[Point-per-instance localization data]
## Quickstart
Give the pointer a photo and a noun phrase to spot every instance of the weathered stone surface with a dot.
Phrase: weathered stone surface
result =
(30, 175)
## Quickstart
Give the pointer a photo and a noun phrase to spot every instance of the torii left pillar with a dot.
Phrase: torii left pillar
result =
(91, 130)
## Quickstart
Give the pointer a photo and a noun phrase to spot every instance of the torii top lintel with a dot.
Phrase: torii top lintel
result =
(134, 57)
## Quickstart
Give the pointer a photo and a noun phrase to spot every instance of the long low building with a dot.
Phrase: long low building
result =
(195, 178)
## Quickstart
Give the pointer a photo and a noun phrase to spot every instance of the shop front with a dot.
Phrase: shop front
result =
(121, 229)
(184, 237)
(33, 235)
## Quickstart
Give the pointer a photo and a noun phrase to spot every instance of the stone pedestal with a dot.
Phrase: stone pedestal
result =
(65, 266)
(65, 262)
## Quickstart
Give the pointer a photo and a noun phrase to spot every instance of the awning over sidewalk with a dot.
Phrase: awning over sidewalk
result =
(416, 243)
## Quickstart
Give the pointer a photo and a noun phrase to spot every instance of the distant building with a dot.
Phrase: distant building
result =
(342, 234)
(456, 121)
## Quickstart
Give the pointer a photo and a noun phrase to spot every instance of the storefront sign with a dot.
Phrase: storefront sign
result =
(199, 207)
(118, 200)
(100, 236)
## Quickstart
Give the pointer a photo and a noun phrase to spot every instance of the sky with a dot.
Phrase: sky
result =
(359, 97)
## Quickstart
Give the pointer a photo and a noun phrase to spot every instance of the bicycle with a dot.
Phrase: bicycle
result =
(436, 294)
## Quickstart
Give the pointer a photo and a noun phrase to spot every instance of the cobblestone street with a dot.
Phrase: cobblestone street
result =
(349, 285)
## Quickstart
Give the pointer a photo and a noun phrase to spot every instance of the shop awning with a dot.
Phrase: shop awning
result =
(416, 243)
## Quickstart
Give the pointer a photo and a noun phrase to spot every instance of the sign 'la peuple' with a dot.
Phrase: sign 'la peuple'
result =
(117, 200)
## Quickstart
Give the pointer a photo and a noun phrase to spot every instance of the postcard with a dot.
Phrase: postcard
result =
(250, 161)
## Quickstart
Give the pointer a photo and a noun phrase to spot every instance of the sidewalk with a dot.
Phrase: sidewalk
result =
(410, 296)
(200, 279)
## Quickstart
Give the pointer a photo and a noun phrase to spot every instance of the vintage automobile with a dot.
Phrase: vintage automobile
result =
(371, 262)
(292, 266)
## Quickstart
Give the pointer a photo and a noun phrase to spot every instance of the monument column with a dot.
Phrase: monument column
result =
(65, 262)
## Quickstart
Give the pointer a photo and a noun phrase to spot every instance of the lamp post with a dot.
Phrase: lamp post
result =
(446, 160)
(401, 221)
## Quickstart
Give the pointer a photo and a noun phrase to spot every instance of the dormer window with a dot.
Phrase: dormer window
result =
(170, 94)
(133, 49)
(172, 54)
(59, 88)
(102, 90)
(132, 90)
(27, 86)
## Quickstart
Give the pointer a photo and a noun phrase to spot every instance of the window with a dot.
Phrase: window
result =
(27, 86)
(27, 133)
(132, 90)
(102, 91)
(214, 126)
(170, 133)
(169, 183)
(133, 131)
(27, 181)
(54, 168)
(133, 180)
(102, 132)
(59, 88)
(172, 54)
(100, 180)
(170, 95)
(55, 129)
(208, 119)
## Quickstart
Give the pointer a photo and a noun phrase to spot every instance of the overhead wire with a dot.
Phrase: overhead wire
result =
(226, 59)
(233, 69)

» **TASK DESCRIPTION**
Copy out all of the records above with nothing altered.

» **SOLUTION TO THE EXERCISE**
## Quickstart
Give the pointer a photo and a noun phrase to spot every instance of the weathered stone surface with a dot.
Phrase: weathered stone surface
result =
(30, 175)
## Quickstart
Give the pointer a photo and a noun phrase to spot every instance of the torii left pillar with a dot.
Phrase: torii left pillar
result =
(91, 130)
## Quickstart
Give the pointer a photo and a noun phrase to spot every instance of the torii top lintel with a dot.
Phrase: torii top lintel
result =
(134, 57)
## Quickstart
Give the pointer a photo and a noun phrase to spot every instance of the long low building with a dot.
Phrase: long low building
result =
(195, 178)
## Quickstart
Give the pointer a photo and a noun phrase to spot every instance of the shop front with a dot.
Phrase: shop front
result =
(121, 229)
(184, 237)
(33, 235)
## Quickstart
Give the pointer a photo and a noun phrase to spot every instance of the stone pedestal with a dot.
Phrase: stone pedestal
result =
(65, 266)
(65, 262)
## Quickstart
Give the pointer a photo and a noun phrase to spot every instance of the awning over sidewalk with a dot.
Phrase: awning over sidewalk
result =
(416, 243)
## Quickstart
Give the pointer a photo and a noun phrase to spot every instance of the distant building with a dot.
Phrase: distant building
result =
(342, 234)
(456, 121)
## Quickstart
Give the pointer a photo and a noun phrase to spot every instance of the storefront sign with a dot.
Phrase: storefront sign
result =
(199, 207)
(118, 200)
(100, 236)
## Quickstart
Give the pointer a photo and a noun phrase to spot every instance of the sky with a dot.
Phrase: sky
result =
(359, 97)
## Quickstart
Give the pointer a photo and a noun phrase to spot every instance of the bicycle with a dot.
Phrase: bicycle
result =
(436, 294)
## Quickstart
Give the pointer a photo and a noun phrase to spot every instance of the cobblestone street with a dot.
Phrase: cobblestone street
result =
(349, 285)
## Quickstart
Give the pointer a photo and a noun phrase to spot every instance of the shop awning with a dot.
Phrase: shop awning
result =
(416, 243)
## Quickstart
Give the pointer a photo and a noun phrase to spot every instance of the sign 'la peuple' with a dot.
Phrase: sign 'la peuple'
result =
(117, 200)
## Quickstart
Give the pointer a photo and a noun phrase to spot every instance of the postcard with a dot.
Phrase: postcard
result =
(250, 161)
## Quickstart
Give the pointer a photo and a noun phrase to spot every instance of the sidewalk with a dot.
Phrase: sidewalk
result =
(410, 296)
(200, 279)
## Quickstart
Give the pointer a photo and a noun phrase to spot every instance of the vintage automobile with a dot.
Phrase: vintage automobile
result =
(371, 262)
(292, 266)
## Quickstart
Give the pointer a photo and a noun phrase to spot every instance of the monument column with a dot.
Phrase: monument column
result =
(65, 262)
## Quickstart
Give the pointer a photo and a noun phrase to spot every instance of the lamp post with a dot.
Phrase: lamp post
result =
(446, 160)
(401, 221)
## Quickstart
Give the pointer a photo and a noun phrase to spot every instance of the dormer window with a dot.
Phrase: dormer window
result =
(170, 94)
(133, 49)
(172, 54)
(59, 88)
(102, 90)
(132, 90)
(27, 86)
## Quickstart
Give the pointer a photo and a noun phrase to spot every instance of the window with a dot.
Phrase: window
result =
(27, 86)
(27, 133)
(132, 90)
(102, 91)
(214, 126)
(170, 133)
(169, 183)
(133, 131)
(27, 181)
(54, 168)
(133, 180)
(102, 132)
(59, 88)
(172, 54)
(100, 180)
(170, 95)
(55, 129)
(208, 119)
## Quickstart
Give the pointer a photo and a noun phrase to spot every instance of the overhead wire with a dot.
Phrase: overhead wire
result =
(226, 59)
(233, 69)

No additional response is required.